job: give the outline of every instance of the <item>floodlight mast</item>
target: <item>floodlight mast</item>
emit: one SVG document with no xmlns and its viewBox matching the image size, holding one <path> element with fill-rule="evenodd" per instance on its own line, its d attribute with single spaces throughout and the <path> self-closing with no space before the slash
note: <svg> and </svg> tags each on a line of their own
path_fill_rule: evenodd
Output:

----------

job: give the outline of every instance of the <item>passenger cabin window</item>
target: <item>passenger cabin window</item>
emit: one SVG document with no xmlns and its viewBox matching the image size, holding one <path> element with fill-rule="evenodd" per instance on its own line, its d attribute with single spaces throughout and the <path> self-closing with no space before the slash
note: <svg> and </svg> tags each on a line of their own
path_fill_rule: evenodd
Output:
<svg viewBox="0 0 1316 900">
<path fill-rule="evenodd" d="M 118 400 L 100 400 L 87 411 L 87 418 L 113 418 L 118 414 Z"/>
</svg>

----------

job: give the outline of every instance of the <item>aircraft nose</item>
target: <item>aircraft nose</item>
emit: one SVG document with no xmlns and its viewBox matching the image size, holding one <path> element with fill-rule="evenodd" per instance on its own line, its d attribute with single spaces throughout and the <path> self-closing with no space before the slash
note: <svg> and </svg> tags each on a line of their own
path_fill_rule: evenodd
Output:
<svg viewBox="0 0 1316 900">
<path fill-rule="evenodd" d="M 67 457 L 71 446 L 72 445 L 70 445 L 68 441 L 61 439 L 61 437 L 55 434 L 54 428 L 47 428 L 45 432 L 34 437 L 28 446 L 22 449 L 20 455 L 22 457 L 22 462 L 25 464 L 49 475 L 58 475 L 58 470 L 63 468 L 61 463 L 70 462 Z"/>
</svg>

----------

WHAT IS ASKED
Pick out every line of the records that contains the string "item" and copy each of those lines. Case counts.

WRITTEN ANSWER
job: give the outline of every instance of the <item>floodlight mast</item>
target: <item>floodlight mast</item>
job: give the outline of every instance of the <item>passenger cabin window</item>
target: <item>passenger cabin window</item>
job: give the outline of every instance of the <item>aircraft nose</item>
target: <item>aircraft nose</item>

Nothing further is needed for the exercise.